__INSTRUÇÕES DA TAREFA__: De acordo com o trecho sobre reaprender a falar, o que são entrelinhas?

__TRECHO__:
**********
AGENDA CULTURAL

7.4.22

Precisamos reaprender a falar - Alberto Consolaro

A falta do diálogo é antessala da frustração e infelicidade que geram conflitos, guerras e cenas patéticas!

Ensinar e aprender a falar com palavras certas e frases bem-feitas faz parte do dia a dia de muitas crianças e faz uma grande diferença. E adultos dirão: nossa como essa criança é articulada, só porque se expressa com palavras bem faladas em seus fonemas e com uma concordância verbal própria da sensível e poética língua portuguesa.

ENTRELINHAS E IRONIAS

Parece-me importante não ensinar as crianças a falar nas entrelinhas e nem se comunicarem com manhas e trejeitos. Entrelinhas são ideias e intenções não explícitas ou diretamente expressas em uma conversa ou texto. A possibilidade de não se conseguir o que quer é muito grande, pois nem todos entendem esta forma esquiva de expressar. Não se consegue ser feliz falando entrelinhas ou com manhas e trejeitos.

A mesma coisa acontece com as ironias e sarcasmos. Se em alguma conversa a ironia não for utilizada com maestria, ela não será compreendida e pessoas serão ofendidas e a comunicação humana que foi o primeiro objetivo não se completou, então não valeu a pena! Antes de usar ironias e sarcasmos sempre pergunto rapidamente: para que vou fazê-la? E em geral, não tem sentido pelo risco de não ser compreendido e aí uso uma linguagem direta! Não acreditem que ironias e sarcasmos são coisas de inteligentes! Eles não usam ironias e sarcasmos, esta ideia é uma mentira!
**********
__MATERIAL DE ESTUDO__:

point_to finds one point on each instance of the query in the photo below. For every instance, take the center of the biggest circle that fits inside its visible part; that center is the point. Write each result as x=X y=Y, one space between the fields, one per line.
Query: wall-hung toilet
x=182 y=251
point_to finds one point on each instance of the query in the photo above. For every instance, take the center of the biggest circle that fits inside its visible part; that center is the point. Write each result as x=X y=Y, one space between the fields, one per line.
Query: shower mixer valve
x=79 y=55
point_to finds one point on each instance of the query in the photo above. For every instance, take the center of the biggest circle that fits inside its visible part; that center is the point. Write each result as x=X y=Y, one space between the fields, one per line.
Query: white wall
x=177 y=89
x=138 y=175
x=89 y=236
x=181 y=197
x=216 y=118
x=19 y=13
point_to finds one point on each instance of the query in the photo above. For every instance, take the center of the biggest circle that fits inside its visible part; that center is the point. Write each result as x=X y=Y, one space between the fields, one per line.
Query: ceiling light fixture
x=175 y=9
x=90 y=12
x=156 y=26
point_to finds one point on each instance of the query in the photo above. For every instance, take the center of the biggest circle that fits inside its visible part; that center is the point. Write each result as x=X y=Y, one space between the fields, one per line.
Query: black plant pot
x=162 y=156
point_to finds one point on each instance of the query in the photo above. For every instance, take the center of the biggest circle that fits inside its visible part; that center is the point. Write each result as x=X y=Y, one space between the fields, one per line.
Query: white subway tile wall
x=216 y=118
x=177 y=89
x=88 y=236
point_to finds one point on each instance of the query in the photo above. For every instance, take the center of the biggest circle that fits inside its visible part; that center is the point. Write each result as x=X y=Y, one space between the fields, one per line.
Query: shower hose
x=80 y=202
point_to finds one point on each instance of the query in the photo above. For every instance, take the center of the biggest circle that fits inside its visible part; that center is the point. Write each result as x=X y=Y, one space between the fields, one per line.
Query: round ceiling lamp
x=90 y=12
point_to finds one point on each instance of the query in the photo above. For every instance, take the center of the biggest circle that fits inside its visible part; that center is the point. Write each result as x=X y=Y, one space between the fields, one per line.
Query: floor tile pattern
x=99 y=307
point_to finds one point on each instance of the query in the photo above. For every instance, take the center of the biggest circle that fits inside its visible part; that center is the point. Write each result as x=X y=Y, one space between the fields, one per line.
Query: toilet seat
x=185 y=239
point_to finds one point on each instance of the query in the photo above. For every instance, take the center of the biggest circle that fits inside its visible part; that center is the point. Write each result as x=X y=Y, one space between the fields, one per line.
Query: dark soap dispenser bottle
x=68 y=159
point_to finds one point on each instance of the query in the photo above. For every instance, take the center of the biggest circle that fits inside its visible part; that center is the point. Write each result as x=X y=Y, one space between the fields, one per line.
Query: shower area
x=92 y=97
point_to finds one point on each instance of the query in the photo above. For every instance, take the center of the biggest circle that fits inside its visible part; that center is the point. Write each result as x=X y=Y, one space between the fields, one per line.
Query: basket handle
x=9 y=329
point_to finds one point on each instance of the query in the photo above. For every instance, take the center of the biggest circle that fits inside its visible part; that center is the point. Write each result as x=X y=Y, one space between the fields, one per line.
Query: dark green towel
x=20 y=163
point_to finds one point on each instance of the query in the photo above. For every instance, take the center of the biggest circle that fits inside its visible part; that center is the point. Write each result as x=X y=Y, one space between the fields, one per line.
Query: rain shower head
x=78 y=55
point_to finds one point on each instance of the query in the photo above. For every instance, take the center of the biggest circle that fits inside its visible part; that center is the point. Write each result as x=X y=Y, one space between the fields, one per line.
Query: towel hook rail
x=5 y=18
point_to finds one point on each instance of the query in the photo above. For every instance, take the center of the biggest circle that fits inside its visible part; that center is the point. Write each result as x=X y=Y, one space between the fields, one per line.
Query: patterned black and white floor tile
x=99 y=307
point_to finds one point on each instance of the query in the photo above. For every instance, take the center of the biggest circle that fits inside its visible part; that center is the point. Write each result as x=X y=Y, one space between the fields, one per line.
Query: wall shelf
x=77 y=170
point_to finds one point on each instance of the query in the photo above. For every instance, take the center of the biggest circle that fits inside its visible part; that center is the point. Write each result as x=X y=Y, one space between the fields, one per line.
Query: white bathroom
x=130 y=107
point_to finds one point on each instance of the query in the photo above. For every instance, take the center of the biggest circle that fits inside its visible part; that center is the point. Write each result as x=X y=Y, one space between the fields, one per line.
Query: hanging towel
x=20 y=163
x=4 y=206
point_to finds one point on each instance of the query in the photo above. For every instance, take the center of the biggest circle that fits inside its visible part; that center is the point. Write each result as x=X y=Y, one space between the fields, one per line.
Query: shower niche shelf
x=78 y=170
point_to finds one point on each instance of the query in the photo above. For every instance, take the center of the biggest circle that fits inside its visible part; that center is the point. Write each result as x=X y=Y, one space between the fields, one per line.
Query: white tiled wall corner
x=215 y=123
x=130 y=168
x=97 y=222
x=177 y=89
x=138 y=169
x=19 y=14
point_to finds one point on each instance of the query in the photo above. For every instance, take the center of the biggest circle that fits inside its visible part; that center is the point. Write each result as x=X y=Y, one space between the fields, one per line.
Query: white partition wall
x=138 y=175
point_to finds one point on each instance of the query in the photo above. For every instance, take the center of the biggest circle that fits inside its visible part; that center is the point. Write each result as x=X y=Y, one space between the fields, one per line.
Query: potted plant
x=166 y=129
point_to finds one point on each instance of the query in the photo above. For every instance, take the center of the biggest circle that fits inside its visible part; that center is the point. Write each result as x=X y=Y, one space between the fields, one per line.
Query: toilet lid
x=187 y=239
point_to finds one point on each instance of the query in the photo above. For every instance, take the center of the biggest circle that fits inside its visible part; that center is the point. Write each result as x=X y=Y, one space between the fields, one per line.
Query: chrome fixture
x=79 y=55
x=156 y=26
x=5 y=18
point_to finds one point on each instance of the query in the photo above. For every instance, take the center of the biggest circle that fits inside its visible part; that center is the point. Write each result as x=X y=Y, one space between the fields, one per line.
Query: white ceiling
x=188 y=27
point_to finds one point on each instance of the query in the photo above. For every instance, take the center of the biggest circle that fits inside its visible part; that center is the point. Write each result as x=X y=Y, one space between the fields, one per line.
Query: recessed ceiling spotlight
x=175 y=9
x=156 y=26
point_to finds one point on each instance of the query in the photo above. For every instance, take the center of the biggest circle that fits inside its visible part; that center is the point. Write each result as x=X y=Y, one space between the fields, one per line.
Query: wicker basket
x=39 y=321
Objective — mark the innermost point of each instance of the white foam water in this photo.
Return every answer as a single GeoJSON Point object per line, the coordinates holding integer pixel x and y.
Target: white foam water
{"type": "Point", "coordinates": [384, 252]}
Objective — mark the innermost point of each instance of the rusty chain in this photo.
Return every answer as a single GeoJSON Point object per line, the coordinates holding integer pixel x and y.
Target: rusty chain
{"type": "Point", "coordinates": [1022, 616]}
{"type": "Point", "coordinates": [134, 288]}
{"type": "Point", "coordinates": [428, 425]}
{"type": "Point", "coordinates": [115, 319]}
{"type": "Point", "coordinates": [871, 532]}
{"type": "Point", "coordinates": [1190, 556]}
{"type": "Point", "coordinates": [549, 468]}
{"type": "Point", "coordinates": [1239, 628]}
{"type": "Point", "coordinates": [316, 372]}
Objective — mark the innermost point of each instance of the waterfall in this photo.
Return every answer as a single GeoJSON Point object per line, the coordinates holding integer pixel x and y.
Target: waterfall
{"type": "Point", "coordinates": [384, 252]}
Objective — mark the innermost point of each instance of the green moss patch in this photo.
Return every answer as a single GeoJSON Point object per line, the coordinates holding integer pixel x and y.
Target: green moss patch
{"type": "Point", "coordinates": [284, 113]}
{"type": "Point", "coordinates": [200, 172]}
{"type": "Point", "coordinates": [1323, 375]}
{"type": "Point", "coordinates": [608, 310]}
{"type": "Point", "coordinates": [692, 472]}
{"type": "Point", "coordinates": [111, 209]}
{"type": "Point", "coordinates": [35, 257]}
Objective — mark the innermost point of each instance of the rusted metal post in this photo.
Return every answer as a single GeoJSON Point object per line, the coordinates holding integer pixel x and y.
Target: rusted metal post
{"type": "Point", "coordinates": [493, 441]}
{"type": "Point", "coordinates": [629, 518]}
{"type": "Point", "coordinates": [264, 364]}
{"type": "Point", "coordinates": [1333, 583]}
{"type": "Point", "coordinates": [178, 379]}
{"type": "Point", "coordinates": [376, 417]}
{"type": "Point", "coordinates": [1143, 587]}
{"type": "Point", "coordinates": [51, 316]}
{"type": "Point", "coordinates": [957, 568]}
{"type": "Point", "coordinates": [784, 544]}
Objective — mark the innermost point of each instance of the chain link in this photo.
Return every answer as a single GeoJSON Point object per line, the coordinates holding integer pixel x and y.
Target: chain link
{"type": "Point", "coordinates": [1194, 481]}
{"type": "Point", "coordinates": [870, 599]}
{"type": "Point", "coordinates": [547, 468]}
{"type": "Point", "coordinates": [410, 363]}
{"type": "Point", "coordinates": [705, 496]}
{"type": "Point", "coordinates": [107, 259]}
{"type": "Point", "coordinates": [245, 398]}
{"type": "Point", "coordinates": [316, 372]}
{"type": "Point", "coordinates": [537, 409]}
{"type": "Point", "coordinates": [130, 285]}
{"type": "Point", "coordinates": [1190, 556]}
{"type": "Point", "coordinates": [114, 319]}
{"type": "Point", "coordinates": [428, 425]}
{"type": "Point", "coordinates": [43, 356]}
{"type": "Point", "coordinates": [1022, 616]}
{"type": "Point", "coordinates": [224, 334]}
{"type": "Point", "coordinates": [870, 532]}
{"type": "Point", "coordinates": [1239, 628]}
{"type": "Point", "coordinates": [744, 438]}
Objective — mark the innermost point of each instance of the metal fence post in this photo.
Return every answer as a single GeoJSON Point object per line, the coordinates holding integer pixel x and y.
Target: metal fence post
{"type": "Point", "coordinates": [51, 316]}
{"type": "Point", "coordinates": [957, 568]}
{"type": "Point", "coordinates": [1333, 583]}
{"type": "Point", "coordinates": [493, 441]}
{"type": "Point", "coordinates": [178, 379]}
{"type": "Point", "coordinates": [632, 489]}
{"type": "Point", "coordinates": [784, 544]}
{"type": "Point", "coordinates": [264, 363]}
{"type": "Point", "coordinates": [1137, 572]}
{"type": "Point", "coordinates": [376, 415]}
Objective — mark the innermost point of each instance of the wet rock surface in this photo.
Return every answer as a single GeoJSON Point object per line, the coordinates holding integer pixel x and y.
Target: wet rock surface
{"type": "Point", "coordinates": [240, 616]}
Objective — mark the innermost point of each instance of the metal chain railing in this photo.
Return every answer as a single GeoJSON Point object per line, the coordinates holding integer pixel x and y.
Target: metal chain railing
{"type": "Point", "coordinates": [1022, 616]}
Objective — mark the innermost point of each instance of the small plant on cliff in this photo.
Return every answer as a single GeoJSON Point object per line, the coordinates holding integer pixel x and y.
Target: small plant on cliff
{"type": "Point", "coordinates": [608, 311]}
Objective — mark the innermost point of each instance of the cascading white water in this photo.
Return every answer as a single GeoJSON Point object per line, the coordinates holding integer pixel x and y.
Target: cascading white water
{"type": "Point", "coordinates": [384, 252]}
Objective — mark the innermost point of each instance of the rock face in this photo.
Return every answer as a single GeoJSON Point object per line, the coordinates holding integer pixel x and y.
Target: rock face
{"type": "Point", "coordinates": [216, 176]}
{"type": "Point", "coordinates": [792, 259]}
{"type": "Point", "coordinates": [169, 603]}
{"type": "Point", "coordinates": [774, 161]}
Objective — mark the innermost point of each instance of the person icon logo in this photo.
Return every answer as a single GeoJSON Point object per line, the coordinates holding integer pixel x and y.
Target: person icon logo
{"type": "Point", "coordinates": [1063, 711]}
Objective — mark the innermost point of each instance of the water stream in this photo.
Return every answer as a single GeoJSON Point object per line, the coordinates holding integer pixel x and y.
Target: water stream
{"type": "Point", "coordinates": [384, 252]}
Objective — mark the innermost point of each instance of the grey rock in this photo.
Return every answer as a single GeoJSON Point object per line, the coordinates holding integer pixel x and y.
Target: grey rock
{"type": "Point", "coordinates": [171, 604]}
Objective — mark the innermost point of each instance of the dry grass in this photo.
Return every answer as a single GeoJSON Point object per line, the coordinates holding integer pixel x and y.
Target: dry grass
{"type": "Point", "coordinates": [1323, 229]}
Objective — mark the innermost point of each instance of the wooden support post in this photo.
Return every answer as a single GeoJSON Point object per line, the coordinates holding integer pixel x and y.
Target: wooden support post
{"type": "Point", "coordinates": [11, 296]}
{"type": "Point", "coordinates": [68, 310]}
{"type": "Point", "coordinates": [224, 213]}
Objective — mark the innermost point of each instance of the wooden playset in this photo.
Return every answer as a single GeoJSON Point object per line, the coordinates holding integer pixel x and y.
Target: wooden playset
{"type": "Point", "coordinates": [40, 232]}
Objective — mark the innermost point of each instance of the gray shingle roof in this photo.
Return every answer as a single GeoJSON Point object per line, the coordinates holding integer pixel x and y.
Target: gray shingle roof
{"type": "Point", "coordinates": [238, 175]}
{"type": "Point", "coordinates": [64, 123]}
**********
__RESPOSTA ESPERADA__: São ideias e intenções não explícitas ou diretamente expressas em uma conversa ou texto.